◆ **STATED PROBLEM**: Copy out the lines from the one containing "Whereabouts is the window?" through the one containing "189,199 -> 221,246", inclusive, with "window" replaced by "glass pane" and nothing else altered.
==== LISTED ENTRIES ====
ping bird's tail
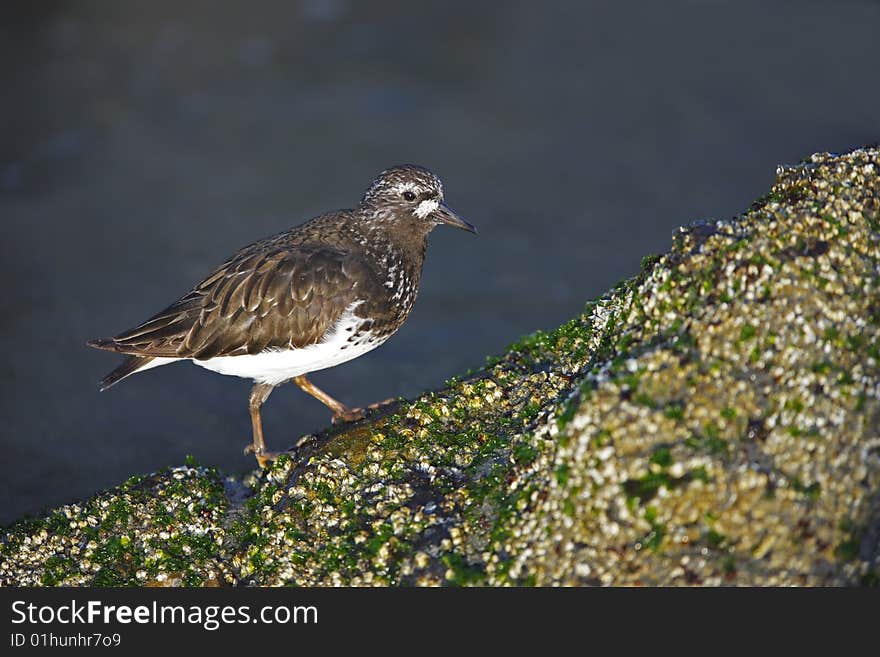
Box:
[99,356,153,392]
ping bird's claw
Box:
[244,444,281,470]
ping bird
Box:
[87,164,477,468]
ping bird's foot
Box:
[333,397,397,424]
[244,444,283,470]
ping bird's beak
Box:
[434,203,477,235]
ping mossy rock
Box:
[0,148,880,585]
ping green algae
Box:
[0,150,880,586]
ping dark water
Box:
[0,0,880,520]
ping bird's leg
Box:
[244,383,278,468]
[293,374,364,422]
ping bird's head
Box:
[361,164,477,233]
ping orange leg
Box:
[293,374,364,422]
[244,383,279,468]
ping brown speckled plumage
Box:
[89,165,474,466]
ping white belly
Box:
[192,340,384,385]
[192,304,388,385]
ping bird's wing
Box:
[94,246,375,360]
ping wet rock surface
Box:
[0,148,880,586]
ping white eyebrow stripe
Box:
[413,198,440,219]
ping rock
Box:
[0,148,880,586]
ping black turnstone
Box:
====
==== LISTED ENTRIES ====
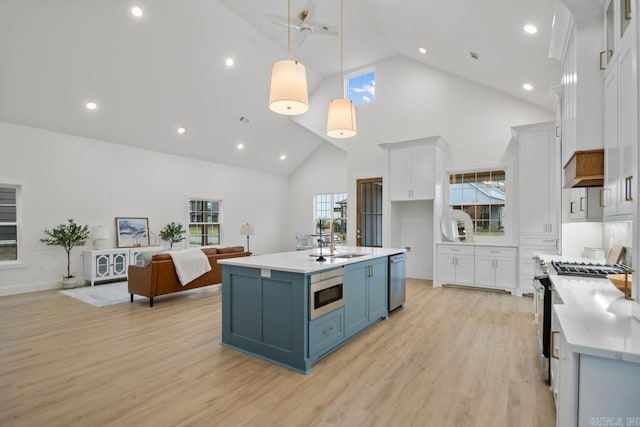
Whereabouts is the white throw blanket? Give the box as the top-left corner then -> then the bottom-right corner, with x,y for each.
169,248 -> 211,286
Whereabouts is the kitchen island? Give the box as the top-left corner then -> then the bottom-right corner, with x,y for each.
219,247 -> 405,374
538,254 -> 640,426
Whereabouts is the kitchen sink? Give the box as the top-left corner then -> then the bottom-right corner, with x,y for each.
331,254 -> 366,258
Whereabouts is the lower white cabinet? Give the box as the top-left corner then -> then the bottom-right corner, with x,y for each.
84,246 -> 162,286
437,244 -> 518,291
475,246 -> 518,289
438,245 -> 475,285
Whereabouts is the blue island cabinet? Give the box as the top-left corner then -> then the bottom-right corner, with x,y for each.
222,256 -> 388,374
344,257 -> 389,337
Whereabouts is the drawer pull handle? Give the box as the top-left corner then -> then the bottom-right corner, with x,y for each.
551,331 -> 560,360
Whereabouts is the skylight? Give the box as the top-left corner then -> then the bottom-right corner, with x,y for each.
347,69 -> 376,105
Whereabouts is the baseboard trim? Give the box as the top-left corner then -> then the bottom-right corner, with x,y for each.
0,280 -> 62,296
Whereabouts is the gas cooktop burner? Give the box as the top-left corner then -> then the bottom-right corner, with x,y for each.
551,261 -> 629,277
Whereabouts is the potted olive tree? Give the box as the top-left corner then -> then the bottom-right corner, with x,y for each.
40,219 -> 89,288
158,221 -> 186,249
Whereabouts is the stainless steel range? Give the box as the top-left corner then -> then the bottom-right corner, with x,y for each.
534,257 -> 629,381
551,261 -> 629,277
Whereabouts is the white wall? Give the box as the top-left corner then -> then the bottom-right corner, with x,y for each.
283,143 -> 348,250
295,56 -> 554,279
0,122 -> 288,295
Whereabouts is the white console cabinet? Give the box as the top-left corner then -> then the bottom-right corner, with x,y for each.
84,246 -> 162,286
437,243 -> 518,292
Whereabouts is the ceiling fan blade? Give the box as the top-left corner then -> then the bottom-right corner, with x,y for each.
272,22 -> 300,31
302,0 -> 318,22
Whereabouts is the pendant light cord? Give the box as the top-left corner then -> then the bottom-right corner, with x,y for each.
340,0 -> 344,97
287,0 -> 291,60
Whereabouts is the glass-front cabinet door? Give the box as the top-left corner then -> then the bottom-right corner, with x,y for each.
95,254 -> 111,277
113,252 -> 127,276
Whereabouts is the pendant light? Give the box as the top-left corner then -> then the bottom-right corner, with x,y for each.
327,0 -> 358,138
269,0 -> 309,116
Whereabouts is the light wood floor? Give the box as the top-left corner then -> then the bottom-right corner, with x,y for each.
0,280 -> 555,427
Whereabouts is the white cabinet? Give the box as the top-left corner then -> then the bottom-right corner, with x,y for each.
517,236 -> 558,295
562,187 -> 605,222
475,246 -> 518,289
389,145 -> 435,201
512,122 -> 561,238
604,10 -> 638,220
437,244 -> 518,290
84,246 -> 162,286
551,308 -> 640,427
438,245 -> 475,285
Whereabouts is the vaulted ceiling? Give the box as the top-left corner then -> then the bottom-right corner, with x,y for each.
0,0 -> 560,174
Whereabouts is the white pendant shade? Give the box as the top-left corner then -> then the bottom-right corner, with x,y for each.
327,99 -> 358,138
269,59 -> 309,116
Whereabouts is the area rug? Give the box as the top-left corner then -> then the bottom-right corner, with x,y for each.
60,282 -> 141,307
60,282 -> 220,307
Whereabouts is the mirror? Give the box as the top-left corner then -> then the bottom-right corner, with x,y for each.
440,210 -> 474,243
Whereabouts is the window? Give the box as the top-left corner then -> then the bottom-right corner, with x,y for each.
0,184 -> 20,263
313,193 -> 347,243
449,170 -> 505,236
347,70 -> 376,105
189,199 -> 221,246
====
==== LISTED ENTRIES ====
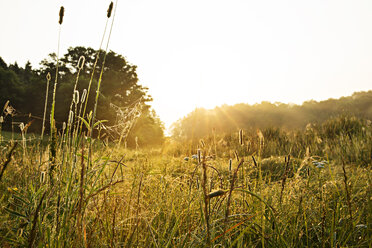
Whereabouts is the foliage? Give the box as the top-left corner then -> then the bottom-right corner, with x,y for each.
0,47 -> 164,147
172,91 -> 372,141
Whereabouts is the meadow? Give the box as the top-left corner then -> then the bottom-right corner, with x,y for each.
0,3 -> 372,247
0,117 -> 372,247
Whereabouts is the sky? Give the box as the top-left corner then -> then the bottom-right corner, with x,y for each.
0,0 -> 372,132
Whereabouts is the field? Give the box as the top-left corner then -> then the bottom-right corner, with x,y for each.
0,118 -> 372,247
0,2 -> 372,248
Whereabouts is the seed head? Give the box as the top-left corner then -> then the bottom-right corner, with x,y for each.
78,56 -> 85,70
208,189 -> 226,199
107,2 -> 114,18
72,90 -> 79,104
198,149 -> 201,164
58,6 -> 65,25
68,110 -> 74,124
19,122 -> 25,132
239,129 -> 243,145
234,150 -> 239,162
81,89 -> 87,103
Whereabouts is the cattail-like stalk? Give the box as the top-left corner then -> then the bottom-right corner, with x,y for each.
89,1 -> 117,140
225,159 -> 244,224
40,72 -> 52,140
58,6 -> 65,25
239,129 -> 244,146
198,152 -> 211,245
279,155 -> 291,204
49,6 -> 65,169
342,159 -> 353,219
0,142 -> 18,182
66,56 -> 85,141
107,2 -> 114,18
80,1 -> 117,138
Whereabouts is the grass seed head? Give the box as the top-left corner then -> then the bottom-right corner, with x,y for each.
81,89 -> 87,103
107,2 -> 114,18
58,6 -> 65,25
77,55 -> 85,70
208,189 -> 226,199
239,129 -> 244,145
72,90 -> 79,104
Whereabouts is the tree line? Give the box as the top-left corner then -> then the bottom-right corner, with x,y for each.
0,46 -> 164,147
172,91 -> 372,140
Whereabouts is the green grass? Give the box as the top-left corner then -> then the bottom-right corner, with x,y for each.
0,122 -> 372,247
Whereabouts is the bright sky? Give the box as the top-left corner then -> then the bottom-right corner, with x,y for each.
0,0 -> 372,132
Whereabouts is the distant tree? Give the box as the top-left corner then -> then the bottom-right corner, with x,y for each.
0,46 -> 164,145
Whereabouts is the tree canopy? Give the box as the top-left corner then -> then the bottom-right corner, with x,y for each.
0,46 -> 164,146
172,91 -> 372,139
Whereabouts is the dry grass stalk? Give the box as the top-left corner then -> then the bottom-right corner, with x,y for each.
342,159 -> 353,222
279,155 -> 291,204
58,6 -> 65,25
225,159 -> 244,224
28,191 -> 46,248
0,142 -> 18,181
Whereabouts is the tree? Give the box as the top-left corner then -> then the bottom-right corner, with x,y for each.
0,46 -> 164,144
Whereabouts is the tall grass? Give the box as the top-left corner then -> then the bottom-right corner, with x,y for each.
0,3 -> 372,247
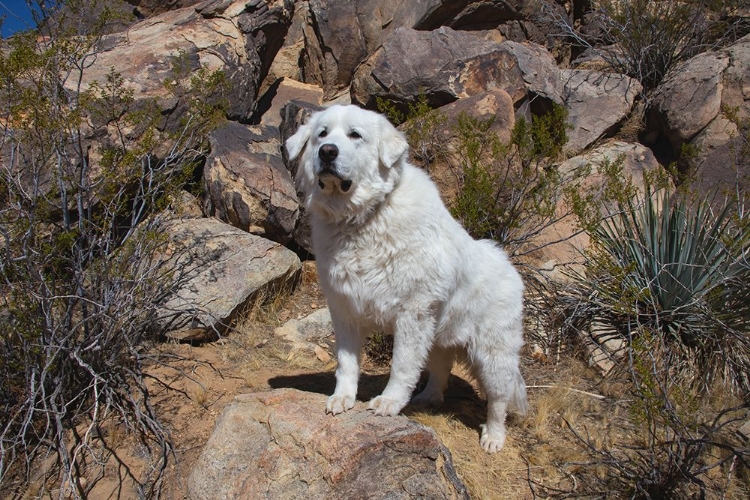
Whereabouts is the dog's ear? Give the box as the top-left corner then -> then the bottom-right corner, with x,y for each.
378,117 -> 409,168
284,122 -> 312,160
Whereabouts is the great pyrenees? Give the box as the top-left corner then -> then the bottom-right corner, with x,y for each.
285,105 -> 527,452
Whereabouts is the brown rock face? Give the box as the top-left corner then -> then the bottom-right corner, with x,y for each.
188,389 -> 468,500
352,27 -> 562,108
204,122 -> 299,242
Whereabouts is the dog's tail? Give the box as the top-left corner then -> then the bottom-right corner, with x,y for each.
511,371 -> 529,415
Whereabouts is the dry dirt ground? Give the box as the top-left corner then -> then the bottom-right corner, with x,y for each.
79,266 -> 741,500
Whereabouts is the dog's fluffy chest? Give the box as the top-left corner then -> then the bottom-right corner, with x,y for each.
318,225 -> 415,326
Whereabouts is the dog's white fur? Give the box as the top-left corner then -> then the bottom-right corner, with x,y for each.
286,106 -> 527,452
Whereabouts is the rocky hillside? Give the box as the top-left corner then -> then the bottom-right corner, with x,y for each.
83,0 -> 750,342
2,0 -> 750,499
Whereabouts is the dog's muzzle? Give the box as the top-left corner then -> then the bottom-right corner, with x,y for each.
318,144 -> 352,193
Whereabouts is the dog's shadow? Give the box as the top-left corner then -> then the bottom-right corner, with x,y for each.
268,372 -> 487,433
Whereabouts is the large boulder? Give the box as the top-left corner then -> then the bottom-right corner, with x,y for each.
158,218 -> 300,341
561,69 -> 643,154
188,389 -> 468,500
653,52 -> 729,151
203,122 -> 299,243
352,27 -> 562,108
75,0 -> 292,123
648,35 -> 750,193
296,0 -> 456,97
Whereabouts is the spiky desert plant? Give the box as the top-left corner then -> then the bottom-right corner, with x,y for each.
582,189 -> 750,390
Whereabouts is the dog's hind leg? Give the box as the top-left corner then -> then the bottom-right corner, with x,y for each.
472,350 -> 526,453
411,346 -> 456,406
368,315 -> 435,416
====
◆ **EXERCISE RESPONSE**:
Whereabouts is the glass pane? Give the box as the top-left corner then -> then the bottom-right corner, with x,y for each.
0,184 -> 20,263
313,193 -> 347,243
449,170 -> 505,236
347,70 -> 376,105
189,199 -> 221,246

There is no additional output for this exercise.